Healthcare antitrust lawyers were unsure of the degree to which a report on healthcare competition issued last month by the Federal Trade Commission and the U.S. Justice Department's Antitrust Division would affect the FTC's merger challenge of a not-for-profit suburban Chicago hospital system.
If the FTC wins its February challenge of the 2000 merger between Highland Park (Ill.) Hospital and two-hospital Evanston (Ill.) Northwestern Healthcare, its stated remedy for restoring competition along Chicago's North Shore suburbs is an extremely costly hospital divestiture.
While references to retrospective merger challenges are rare in the federal report, several of its recommendations are likely to be aired during the Evanston Northwestern trial. The trial is slated to begin Jan. 13, 2005, before an FTC administrative law judge in Washington, healthcare antitrust observers said.
In an administrative complaint on Feb. 10, the FTC challenged the Evanston Northwestern merger, alleging that the system's three hospitals extracted huge price increases from payers after the deal and illegally fixed prices for physician services, in violation of federal law (Feb. 16, p. 6).
The long-awaited, 361-page report on the agencies' hearings on healthcare competition did not reveal any new positions but did offer recommendations for improving competition for healthcare services. The agencies did not suggest specific advice on the Evanston Northwestern lawsuit, but observers said several of the issues addressed in the report could surface during the trial, such as the agencies' opinion that healthcare providers' tax status should not be considered in merger challenge resolutions and that previous market analysis methods should be reassessed.
David Balto, of the Washington office of Robins, Kaplan, Miller & Ciresi, said the July 23 report buttresses the FTC's administrative complaint against the Illinois system, for example noting that a not-for-profit health system should not be regarded more favorably by antitrust regulators than a for-profit system.
"One of the report's objectives is to strengthen some of the positions (the FTC) will take in court," Balto said. "The FTC believes that geographic markets have been too narrowly defined and that courts should not take a more liberal stance in hospital mergers simply because the hospitals are nonprofit. One goal (of the report) is to reverse eight years of litigation defeats."
He said the report is critical of regulatory attempts to control prices after mergers have been completed, noting that community commitments to win antitrust regulators' approval-such as promises to fund foundations or restrain price increases-don't work.
Former FTC official Mark Horoschak, now a lawyer with the Charlotte, N.C., office of Womble Carlyle Sandridge & Rice, said the report "clarifies FTC positions on some of the issues that will inevitably arise in the Evanston Northwestern litigation."
Horoschak predicted that Evanston Northwestern would argue it is a not-for-profit health system with community interests at heart and a community board that would not allow it to unfairly raise prices.
Evanston Northwestern Vice President David Loveland declined to discuss how the report might affect the system's case because of the pending litigation.
Though requiring a health system to divest a merged hospital is rare, the FTC has occasionally pulled apart mergers, healthcare antitrust lawyers said. Toby Singer, a healthcare antitrust attorney with the Washington office of Jones Day, said the FTC has ordered at least three hospital divestitures. But those divestitures required for-profit hospital chains to sell hospitals after merging with other chains owning competing hospitals in the same markets.
Singer said if the government is successful in the Evanston Northwestern case, the system will have to divest the hospital.

(Rows excerpted from a collection)

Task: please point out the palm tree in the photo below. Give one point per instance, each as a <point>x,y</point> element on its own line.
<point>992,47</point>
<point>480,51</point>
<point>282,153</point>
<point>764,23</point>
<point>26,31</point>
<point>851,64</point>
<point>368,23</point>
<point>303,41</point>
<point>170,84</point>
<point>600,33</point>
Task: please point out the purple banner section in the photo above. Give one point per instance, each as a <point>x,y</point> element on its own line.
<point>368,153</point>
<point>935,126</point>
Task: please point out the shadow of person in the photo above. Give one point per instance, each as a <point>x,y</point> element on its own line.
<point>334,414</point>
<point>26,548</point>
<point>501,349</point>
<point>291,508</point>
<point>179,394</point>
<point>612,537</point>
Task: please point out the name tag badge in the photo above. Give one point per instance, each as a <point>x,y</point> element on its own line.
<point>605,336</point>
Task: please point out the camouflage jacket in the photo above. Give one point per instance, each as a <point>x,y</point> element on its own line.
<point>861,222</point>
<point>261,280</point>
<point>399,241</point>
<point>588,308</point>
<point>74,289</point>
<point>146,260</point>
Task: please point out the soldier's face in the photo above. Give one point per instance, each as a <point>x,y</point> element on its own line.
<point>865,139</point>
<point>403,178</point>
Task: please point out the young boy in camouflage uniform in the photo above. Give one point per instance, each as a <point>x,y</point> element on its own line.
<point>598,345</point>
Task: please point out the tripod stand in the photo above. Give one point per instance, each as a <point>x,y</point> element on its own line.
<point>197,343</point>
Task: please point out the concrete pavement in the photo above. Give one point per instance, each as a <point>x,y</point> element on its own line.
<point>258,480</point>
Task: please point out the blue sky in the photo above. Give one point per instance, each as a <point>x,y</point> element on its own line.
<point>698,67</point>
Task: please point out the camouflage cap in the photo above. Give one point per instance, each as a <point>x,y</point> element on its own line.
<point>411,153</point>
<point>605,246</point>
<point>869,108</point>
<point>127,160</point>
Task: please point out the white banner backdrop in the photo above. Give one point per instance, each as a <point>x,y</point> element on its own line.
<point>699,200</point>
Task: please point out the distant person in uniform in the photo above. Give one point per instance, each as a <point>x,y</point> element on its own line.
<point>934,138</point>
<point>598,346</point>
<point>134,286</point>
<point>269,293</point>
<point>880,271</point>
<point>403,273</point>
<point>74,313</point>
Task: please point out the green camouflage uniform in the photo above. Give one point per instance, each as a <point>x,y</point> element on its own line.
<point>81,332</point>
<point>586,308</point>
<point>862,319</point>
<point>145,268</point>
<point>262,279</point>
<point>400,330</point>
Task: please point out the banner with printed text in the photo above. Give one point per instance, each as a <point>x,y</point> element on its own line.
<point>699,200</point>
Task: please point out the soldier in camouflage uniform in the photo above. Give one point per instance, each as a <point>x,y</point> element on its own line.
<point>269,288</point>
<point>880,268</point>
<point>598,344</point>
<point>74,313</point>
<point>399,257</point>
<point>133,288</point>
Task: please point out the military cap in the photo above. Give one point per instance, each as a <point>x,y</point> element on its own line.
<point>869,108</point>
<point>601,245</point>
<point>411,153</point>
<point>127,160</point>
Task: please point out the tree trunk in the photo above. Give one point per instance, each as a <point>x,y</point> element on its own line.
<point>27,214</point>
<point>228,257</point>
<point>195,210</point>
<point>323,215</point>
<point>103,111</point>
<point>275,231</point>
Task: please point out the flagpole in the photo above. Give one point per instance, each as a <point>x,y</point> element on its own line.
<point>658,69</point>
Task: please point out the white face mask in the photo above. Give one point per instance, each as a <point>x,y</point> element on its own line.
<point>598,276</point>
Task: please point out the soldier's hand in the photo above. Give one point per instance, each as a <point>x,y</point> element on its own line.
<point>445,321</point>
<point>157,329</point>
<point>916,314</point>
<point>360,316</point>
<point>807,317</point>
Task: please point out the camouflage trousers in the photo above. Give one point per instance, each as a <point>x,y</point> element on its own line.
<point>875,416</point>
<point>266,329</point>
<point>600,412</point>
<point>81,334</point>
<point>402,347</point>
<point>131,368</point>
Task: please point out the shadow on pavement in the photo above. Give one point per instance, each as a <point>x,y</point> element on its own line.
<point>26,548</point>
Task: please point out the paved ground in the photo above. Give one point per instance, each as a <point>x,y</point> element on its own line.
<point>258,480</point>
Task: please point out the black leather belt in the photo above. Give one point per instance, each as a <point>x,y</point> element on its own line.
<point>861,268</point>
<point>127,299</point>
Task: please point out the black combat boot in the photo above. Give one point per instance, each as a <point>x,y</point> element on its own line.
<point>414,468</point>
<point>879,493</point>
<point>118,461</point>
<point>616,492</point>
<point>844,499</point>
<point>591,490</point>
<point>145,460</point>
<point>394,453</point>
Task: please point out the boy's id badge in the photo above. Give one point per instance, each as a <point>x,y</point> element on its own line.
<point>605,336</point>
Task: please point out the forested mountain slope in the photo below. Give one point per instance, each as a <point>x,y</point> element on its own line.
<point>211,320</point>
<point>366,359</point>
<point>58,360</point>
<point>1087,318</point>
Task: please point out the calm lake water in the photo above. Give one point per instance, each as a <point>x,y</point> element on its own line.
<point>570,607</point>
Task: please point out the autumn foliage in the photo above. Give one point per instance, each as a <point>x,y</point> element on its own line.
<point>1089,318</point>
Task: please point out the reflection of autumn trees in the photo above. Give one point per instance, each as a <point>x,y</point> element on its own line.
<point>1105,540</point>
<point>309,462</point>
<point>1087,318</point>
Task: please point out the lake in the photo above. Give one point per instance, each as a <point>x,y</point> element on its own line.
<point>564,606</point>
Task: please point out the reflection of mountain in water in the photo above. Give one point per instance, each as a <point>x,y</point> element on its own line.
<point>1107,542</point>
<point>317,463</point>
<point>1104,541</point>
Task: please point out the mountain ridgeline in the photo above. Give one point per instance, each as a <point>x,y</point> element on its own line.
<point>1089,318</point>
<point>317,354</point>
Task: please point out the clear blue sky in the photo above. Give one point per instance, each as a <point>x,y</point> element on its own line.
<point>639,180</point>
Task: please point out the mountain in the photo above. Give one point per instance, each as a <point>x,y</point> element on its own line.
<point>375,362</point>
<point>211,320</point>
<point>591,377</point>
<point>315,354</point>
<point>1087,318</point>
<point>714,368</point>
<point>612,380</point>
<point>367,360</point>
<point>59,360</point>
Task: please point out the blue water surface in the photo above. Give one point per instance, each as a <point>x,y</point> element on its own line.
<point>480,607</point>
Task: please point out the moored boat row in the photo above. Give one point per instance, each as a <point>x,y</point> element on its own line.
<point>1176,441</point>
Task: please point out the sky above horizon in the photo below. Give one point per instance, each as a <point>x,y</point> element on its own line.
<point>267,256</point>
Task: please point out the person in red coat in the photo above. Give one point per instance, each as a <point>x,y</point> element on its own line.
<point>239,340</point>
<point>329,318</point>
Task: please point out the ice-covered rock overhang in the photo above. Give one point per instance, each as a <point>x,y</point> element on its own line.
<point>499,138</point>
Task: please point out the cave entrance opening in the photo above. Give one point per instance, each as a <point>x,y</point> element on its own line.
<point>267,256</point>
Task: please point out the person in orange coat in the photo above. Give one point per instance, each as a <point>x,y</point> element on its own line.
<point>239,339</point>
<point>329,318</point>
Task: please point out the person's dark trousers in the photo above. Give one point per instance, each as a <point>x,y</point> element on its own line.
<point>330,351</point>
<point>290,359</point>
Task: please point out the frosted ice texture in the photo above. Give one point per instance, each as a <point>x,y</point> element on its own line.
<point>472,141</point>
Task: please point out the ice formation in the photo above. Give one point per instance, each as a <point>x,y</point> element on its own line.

## Work instruction
In the text on the hospital merger challenge, translate this sentence into Spanish: "Singer said if the government is successful in the Evanston Northwestern case, the system will have to divest the hospital." These rows were taken from a source separate from the text.

## Answer box
Singer dijo que, si el gobierno tiene éxito en el caso de Evanston Northwestern, el sistema tendrá que desprenderse del hospital.